SELECTED EXTRACT
*****
Despite having a strong production base, Pakistan has to import sugar

Jun 12 - 18, 2000

Pakistan may have to import at least 400,000 tonnes of sugar this year due to shortfall in production during last crushing season. This shortfall, however, was not unexpected, as the professionals, engaged in this business, had already predicted about the setback.

To describe the shortfall as setback seems to be an appropriate word specially when a country, having a strong agriculture and industrial base for sugar production, reverts to the position of an importer after remaining in the exports for quite sometimes. The sugar industry exported 500,000 tonnes each year. The total production of sugar during last season was estimated at 2.400 million tonnes against the requirement of 28-29 lakh tonnes.

It is unfortunate that the economic planners did not pay heed to the forecast by the sugar experts about the shortfall they had declared some 6-month back. The sugar price at that time was $180-$190 a tonne in the international market which has now shot up to the current price level of $260 a tonne. Everybody knows that one-year forward trading is in vogue all over the world. Had we entered the forward trading 6-month earlier for import of 300,000 tonnes we would pay only $57 million instead of $78m as a result of rise in the international prices.

This means that if Pakistan goes for import of 300,000 tonnes of sugar to meet its requirement and it has to go, the economy has to bear the burden of an additional cost of $21 million or Rs1.13 billion due to price escalation.

At present, the sugar industry has an inventory stock of around 619,000 tonnes of sugar which is hardly enough for 3 months i.e. June-August, as we consume around 220,000 tonnes per month. September-October is the lean period for which we have to import sugar.

The crushing season starts from mid-October in Sindh and from middle of November in Punjab every year. This means that the country would have to depend on imported sugar at least for three months consumption.

Replying to a question regarding start of the crushing activity at least one month earlier with a view to save the precious foreign exchange, the experts observed that going before schedule would amount to a huge loss of recovery of sugar out of the cane crop. Immature crop contains a very little of sugar in canes. For example, the current age of the crop would produce hardly one per cent of the sugar. The recovery level would increase to 7-8 per cent in October and November. The crop could yield even up to 11 per cent if the crushing would start in January. Hence early crushing in no way is commercially feasible. Even the Oct-November crushing cannot be described as an ideal situation as the crop usually gets fully matured in December-January.
*****
DATA RECORDS
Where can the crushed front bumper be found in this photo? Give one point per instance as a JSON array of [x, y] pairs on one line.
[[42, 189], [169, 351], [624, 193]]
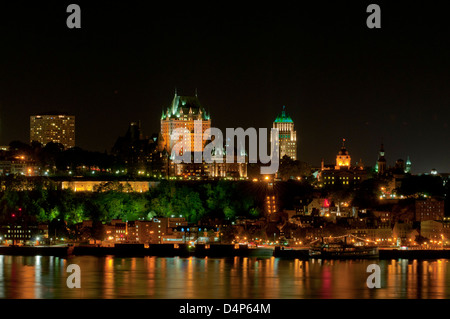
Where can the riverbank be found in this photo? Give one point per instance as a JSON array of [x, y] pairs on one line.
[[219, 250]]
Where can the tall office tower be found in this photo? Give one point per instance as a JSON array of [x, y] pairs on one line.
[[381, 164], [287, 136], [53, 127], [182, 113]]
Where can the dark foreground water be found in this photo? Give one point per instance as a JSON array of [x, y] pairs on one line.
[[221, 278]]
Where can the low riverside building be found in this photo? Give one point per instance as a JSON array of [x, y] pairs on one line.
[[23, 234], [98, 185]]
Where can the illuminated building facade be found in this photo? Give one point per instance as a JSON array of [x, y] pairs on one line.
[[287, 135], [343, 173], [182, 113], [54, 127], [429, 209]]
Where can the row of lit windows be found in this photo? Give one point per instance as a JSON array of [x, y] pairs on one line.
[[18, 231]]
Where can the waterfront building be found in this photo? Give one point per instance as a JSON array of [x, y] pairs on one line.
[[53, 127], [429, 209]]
*****
WHAT TO DO
(a) Answer these questions from the Pakistan sugar article:
(i) How many tonnes of sugar did the sugar industry export each year?
(ii) How large is the sugar industry's present inventory stock?
(iii) When does the crushing season start in Sindh?
(b) Transcribe the passage of the Pakistan sugar article starting at "To describe the" and ending at "28-29 lakh tonnes.".
Rely only on the Pakistan sugar article for every answer.

ANSWERS TO EACH TASK
(a)
(i) 500,000 tonnes
(ii) Around 619,000 tonnes
(iii) Mid-October

(b)
To describe the shortfall as setback seems to be an appropriate word specially when a country, having a strong agriculture and industrial base for sugar production, reverts to the position of an importer after remaining in the exports for quite sometimes. The sugar industry exported 500,000 tonnes each year. The total production of sugar during last season was estimated at 2.400 million tonnes against the requirement of 28-29 lakh tonnes.